TASK REQUIREMENTS
Which lines below include the string "hand"? Please show each one.

Excerpts from a dataset:
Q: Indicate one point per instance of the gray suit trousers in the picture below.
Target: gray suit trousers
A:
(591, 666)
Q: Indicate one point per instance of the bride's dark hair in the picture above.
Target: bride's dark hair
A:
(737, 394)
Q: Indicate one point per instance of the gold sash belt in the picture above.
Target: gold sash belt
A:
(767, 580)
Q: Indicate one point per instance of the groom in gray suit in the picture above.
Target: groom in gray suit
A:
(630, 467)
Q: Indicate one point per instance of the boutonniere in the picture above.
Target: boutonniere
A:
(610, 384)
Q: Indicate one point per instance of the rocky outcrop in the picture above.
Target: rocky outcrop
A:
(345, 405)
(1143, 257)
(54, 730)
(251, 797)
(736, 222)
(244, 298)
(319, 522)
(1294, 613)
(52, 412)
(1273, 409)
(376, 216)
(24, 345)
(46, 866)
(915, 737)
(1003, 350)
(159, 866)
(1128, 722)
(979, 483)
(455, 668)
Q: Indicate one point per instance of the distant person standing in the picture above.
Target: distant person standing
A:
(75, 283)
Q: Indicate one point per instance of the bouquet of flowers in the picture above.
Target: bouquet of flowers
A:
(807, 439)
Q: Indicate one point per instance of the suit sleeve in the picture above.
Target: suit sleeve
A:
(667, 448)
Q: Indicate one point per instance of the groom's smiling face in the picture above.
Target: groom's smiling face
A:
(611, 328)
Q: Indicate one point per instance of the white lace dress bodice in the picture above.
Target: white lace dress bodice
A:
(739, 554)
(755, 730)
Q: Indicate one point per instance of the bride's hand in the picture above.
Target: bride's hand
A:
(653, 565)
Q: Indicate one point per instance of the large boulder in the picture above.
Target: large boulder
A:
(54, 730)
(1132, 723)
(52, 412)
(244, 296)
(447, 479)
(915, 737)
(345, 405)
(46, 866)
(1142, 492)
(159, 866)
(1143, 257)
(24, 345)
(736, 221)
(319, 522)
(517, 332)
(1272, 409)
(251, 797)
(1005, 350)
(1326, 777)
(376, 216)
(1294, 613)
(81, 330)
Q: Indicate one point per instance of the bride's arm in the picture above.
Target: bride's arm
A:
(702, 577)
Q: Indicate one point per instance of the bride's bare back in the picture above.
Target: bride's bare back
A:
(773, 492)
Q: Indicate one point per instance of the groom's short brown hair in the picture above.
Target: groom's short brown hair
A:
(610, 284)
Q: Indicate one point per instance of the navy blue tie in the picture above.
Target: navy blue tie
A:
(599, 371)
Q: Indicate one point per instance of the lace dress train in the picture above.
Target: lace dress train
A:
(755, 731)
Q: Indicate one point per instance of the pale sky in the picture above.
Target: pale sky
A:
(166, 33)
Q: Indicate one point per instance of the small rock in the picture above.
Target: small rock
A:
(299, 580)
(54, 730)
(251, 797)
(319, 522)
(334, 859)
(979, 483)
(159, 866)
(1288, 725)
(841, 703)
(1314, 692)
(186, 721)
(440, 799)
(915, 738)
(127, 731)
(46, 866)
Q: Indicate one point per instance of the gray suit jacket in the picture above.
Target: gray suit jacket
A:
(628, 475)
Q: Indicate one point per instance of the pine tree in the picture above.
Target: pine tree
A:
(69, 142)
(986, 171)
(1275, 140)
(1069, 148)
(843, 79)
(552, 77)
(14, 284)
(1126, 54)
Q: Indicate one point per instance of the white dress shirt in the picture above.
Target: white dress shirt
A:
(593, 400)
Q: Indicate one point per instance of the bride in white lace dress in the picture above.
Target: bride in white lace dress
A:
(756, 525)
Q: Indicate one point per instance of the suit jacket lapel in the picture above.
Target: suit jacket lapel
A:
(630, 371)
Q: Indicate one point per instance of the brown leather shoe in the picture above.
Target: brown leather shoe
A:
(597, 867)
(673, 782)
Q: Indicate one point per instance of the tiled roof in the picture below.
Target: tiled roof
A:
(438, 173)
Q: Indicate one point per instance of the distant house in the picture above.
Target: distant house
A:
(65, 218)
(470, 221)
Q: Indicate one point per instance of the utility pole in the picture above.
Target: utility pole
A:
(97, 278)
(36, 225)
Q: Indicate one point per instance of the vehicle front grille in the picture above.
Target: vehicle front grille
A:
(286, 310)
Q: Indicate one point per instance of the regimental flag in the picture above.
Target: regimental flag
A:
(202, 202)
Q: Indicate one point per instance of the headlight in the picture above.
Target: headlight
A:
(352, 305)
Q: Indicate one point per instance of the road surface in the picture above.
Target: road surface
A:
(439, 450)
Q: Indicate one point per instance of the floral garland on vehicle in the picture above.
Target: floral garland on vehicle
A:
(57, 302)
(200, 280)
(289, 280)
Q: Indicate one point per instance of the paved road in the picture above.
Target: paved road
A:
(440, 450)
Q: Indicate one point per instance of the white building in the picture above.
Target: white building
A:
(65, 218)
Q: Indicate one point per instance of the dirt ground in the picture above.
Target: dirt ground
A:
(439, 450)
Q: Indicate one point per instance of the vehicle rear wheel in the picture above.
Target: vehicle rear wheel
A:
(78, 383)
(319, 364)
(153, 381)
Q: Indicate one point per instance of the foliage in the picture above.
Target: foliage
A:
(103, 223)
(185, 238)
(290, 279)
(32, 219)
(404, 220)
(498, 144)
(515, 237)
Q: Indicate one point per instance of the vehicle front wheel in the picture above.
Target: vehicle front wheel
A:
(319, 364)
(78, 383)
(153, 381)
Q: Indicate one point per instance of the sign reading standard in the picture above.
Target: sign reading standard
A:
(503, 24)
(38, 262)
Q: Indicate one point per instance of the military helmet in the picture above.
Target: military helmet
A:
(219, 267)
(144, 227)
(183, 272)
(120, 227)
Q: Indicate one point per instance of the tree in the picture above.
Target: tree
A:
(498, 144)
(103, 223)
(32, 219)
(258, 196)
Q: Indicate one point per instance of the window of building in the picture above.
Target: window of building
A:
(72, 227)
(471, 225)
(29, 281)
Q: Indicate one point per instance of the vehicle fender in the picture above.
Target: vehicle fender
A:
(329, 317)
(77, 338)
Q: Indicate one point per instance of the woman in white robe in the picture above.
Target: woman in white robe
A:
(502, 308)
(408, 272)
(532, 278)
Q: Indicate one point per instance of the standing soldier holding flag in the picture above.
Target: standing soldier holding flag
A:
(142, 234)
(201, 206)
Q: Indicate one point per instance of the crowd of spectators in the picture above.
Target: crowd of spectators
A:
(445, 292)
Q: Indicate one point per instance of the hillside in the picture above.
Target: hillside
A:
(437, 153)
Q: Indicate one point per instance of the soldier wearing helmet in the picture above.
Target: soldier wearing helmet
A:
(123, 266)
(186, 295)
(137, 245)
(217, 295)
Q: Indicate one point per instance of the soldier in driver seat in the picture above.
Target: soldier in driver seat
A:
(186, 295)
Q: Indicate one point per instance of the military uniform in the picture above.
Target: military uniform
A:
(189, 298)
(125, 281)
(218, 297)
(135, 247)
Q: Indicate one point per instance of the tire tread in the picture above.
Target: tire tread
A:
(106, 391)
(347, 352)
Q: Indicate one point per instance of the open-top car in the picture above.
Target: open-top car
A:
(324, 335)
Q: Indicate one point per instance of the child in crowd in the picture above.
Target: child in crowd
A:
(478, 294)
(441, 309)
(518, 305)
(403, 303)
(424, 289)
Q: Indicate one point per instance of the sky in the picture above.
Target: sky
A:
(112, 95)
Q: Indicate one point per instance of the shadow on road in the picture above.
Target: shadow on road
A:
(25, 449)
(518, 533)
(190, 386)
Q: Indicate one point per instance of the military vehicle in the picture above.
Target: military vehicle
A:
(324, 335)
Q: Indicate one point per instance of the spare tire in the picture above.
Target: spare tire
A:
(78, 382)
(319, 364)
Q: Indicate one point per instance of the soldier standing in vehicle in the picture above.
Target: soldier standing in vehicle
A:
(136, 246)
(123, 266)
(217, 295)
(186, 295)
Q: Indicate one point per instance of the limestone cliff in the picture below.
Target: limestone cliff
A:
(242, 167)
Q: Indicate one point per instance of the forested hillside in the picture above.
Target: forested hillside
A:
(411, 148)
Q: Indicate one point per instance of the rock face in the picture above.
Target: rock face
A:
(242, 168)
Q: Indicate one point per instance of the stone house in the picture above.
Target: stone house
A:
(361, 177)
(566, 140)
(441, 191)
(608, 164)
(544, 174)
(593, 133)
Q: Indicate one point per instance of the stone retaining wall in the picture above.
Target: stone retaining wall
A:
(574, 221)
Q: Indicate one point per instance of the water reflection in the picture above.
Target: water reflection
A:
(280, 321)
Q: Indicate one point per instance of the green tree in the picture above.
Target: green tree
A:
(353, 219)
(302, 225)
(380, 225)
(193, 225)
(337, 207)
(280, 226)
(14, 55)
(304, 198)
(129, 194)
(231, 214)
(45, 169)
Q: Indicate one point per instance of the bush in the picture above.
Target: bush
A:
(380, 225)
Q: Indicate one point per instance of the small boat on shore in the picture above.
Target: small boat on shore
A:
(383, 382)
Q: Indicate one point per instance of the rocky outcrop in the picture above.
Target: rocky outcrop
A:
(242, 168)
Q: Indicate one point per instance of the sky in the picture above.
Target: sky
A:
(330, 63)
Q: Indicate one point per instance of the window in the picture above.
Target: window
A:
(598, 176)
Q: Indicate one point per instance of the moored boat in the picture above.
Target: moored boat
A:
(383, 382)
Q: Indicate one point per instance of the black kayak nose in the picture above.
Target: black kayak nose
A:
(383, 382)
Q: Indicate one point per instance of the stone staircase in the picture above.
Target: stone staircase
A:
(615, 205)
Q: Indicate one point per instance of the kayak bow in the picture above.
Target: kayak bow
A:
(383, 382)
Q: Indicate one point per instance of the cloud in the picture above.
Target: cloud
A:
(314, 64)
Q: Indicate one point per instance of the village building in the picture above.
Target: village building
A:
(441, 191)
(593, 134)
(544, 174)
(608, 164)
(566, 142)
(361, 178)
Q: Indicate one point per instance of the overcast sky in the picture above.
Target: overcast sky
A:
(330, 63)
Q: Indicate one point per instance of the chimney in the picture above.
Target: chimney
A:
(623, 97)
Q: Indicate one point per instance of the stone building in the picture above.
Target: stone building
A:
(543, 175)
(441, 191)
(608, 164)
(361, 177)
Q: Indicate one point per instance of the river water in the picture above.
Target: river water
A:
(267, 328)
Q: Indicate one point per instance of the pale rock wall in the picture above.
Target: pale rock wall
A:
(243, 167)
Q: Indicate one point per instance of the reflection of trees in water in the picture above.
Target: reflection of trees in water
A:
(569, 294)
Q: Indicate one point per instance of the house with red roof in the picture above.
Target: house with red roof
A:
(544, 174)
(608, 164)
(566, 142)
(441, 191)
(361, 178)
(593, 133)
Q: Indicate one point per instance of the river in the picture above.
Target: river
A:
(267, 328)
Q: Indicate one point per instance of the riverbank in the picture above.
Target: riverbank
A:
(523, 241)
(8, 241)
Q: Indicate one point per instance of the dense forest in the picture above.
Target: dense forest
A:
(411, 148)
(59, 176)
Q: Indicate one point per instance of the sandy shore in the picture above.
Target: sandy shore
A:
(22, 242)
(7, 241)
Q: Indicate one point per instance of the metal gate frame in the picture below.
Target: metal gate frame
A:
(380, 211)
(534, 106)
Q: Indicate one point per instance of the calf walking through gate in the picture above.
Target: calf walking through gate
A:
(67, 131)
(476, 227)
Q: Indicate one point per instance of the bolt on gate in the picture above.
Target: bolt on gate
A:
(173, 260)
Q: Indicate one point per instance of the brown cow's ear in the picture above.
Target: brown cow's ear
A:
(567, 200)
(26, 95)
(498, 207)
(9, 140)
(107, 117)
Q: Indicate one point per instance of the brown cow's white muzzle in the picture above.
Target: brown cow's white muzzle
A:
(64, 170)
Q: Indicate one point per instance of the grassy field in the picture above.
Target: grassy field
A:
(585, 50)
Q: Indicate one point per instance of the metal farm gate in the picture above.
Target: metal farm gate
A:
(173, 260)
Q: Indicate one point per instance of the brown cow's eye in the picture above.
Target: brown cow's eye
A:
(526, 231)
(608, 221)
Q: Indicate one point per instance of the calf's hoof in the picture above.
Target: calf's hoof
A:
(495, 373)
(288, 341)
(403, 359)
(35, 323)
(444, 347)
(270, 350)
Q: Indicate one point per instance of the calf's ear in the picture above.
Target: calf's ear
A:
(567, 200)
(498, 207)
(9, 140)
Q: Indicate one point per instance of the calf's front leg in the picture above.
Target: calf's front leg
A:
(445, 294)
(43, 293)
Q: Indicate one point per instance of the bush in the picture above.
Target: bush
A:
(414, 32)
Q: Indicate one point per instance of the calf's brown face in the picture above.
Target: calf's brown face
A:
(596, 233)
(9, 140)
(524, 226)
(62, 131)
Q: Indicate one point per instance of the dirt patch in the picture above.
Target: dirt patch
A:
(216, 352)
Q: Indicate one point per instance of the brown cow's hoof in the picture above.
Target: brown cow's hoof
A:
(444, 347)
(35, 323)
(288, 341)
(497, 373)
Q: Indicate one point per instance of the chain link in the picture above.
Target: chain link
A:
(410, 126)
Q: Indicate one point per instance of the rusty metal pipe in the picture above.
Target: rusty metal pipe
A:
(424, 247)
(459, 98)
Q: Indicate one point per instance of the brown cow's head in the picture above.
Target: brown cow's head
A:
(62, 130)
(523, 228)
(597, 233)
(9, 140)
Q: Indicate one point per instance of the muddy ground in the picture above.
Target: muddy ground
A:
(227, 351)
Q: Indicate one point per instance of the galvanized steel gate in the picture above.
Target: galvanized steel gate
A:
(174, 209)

SOLVED EXERCISE
Q: Indicate one point per instance of the bride's hand in the picture above.
Target: bride's hand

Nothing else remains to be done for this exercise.